**Stored items**
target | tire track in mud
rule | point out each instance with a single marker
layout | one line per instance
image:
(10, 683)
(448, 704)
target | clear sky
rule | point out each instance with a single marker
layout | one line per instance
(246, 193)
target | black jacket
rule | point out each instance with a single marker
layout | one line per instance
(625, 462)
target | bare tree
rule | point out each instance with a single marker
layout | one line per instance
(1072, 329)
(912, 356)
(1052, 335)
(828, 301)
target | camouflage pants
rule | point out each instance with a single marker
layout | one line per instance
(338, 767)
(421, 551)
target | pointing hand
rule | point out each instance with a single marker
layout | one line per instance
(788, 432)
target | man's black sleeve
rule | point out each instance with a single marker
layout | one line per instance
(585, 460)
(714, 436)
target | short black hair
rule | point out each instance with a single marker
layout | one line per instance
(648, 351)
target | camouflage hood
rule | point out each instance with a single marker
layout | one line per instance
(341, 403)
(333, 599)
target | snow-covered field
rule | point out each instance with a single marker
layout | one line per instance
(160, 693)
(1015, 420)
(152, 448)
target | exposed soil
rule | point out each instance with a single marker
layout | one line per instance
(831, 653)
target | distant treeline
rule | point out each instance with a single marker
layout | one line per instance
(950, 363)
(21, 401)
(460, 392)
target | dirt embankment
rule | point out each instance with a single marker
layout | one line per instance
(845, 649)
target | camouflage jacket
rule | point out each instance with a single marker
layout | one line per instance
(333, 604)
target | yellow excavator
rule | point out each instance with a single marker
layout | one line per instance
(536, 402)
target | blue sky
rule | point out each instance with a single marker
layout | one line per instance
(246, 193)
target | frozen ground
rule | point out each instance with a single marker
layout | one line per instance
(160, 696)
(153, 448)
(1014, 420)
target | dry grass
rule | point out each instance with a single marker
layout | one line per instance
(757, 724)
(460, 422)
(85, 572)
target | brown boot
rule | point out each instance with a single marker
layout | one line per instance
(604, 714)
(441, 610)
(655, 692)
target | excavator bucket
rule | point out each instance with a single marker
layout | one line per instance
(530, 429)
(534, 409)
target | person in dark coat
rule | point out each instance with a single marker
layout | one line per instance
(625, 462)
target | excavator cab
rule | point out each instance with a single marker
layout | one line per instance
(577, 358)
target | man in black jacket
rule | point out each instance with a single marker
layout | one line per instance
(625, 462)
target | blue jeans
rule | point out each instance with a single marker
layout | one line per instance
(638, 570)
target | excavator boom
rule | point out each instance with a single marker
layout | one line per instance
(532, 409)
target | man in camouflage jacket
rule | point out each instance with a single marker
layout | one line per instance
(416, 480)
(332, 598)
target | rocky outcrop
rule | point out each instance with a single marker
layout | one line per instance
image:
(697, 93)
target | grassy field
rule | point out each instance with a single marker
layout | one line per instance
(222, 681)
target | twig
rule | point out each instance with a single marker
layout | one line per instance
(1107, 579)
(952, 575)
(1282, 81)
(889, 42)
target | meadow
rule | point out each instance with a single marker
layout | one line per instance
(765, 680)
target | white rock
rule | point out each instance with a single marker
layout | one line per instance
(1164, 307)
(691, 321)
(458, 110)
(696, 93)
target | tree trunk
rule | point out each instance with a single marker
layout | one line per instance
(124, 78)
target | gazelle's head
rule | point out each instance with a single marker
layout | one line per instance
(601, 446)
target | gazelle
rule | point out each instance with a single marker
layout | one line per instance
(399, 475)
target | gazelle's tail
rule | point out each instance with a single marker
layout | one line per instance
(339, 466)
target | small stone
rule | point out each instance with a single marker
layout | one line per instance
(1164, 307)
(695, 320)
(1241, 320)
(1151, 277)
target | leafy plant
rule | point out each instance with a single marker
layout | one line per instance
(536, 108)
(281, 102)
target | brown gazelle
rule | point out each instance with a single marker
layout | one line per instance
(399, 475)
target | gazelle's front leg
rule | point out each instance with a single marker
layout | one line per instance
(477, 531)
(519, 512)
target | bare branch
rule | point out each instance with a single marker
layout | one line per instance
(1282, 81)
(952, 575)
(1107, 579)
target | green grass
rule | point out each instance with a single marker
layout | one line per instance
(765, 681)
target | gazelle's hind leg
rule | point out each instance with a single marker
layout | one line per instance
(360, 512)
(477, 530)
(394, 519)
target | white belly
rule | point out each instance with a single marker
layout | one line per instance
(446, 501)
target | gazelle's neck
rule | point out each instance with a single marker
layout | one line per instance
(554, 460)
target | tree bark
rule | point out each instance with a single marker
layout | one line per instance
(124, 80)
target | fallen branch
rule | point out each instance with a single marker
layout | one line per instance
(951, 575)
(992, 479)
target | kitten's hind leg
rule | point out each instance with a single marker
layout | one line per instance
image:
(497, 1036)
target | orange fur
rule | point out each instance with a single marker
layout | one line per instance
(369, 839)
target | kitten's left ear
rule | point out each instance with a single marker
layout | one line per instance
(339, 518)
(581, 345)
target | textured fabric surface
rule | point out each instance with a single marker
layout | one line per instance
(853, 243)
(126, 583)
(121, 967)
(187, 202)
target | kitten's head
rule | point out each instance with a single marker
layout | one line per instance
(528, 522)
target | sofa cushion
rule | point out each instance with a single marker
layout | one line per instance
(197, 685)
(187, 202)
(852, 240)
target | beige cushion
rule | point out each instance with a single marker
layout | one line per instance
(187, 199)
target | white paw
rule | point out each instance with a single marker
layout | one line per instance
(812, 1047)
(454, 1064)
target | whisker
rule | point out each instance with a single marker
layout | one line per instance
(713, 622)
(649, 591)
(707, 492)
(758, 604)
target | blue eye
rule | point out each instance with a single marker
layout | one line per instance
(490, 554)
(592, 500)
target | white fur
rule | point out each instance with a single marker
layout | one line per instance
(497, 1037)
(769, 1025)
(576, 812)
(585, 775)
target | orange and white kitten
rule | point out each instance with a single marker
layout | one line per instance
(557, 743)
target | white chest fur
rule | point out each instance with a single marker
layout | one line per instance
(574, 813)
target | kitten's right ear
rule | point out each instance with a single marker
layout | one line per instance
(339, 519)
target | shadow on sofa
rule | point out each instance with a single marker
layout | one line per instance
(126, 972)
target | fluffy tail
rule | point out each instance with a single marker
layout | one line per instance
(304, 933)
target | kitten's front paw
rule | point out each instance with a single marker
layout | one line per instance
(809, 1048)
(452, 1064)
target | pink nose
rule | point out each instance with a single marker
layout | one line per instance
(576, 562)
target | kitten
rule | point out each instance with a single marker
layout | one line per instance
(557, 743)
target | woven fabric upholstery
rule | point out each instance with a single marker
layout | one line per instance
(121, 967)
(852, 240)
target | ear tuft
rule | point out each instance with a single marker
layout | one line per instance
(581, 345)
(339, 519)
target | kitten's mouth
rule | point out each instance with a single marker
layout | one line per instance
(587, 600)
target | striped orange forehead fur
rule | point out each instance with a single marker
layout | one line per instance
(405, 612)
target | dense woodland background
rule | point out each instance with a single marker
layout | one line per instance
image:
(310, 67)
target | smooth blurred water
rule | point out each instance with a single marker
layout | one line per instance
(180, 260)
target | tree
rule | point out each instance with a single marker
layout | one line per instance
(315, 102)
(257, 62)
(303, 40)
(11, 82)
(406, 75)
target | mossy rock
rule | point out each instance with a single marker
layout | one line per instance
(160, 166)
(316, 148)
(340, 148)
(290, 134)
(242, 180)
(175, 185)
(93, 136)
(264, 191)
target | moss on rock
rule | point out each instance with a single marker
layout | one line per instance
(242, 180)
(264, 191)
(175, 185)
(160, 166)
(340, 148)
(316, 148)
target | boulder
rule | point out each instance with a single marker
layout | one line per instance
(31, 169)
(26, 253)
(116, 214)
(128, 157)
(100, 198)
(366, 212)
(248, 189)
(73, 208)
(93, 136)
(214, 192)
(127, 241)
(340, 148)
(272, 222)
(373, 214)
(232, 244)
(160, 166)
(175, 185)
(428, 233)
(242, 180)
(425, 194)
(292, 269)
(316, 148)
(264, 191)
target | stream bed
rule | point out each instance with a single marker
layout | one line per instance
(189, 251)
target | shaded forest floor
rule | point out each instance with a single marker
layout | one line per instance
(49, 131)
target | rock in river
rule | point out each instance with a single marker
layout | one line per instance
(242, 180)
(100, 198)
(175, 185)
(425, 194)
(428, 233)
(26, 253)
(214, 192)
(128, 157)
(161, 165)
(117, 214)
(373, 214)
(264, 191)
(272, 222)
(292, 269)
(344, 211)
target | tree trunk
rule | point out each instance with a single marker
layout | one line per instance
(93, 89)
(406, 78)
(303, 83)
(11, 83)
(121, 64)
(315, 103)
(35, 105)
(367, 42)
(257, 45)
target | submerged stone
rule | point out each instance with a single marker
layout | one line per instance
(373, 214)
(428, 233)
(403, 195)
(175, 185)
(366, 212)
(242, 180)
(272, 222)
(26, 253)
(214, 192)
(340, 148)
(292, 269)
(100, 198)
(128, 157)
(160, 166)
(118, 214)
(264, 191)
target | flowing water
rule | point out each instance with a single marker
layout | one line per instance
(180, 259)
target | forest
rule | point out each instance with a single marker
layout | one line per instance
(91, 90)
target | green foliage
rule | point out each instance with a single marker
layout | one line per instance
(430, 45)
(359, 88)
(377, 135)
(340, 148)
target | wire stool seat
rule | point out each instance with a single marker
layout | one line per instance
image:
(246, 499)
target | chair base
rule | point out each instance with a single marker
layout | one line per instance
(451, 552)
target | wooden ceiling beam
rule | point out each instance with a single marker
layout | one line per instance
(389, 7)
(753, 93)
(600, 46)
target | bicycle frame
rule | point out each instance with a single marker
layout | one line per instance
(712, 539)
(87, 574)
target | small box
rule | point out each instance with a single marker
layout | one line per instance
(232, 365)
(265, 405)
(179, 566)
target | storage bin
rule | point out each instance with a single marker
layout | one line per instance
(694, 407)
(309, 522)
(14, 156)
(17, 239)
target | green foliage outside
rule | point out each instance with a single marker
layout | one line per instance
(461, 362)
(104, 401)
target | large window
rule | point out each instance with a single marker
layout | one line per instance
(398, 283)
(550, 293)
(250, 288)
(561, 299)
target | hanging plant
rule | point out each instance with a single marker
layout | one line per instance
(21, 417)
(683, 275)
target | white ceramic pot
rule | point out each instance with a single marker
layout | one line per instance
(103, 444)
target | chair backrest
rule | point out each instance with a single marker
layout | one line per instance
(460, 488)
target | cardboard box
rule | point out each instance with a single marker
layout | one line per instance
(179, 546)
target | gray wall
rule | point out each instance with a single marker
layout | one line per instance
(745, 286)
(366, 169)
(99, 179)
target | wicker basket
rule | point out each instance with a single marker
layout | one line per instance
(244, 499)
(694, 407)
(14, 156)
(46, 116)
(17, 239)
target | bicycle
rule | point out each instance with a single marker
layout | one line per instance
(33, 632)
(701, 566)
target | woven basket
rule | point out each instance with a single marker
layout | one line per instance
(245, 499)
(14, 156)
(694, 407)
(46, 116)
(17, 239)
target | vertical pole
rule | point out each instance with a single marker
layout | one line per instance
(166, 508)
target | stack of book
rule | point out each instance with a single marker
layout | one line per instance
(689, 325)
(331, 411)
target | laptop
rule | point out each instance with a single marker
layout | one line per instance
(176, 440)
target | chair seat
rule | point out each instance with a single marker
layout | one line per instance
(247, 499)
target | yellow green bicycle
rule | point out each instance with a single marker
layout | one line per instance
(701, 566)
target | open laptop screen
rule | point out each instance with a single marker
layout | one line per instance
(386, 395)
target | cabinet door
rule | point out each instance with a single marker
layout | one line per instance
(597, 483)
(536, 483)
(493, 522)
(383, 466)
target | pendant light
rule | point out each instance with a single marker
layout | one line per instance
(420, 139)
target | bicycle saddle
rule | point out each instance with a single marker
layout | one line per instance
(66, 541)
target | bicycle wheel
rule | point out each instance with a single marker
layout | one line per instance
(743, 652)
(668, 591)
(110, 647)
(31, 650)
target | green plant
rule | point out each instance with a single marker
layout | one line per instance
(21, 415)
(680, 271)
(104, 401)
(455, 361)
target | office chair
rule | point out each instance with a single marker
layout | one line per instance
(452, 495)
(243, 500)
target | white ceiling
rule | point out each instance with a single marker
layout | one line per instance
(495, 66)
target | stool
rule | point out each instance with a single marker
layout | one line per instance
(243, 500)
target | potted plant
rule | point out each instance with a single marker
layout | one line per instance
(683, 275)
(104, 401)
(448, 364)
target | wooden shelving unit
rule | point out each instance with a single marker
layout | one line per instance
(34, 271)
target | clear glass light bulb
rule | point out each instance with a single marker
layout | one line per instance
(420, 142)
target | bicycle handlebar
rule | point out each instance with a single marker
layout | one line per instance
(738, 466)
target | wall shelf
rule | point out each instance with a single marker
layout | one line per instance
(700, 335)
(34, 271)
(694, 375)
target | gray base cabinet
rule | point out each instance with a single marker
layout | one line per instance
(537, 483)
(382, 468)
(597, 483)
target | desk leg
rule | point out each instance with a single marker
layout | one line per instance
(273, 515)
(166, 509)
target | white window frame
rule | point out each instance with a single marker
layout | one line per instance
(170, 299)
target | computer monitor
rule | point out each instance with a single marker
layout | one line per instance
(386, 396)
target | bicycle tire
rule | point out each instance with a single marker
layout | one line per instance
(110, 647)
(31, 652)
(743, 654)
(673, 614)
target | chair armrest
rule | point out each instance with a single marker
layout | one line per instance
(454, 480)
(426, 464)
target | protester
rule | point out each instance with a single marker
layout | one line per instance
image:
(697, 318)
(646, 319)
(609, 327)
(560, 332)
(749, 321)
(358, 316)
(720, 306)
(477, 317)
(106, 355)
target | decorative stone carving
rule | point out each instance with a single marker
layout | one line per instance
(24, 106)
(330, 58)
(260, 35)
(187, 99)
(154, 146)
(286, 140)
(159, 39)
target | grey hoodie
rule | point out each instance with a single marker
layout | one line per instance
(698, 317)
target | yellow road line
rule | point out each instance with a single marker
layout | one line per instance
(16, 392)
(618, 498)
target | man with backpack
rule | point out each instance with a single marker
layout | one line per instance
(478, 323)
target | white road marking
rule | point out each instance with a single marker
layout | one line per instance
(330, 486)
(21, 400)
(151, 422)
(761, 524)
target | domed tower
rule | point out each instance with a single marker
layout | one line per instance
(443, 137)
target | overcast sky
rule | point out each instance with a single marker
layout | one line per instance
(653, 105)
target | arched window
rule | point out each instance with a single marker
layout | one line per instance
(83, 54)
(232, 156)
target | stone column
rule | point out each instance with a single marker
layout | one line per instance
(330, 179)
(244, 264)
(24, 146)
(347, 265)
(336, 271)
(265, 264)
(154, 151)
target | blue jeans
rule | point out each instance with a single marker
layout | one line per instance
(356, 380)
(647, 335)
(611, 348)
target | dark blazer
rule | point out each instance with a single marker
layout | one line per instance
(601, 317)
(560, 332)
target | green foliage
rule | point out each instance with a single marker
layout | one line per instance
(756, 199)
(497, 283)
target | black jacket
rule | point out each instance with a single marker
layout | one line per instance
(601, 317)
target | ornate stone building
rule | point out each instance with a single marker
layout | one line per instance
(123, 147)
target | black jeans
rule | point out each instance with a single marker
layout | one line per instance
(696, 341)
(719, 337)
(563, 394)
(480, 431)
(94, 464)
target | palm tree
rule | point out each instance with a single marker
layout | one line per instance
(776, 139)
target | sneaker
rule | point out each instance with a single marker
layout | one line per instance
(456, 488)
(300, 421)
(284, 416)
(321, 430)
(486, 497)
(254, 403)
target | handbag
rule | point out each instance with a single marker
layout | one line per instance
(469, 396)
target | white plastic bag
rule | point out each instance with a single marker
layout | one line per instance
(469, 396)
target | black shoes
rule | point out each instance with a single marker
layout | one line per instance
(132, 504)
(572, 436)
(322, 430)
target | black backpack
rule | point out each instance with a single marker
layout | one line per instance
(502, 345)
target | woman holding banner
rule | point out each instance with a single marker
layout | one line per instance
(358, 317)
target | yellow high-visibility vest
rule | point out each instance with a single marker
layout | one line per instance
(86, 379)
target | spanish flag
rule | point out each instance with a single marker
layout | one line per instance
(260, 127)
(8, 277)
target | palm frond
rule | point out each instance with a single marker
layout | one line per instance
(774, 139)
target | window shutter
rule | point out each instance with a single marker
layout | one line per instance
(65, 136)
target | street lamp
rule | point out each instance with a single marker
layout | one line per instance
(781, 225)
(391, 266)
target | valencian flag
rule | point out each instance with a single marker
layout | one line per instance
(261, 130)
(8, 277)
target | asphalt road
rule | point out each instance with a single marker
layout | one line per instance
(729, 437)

**WHAT THE EXERCISE ASKS**
Each line of the entries that contains the word "gray" should be listed.

**WRITTEN ANSWER**
target | gray wall
target | gray base cabinet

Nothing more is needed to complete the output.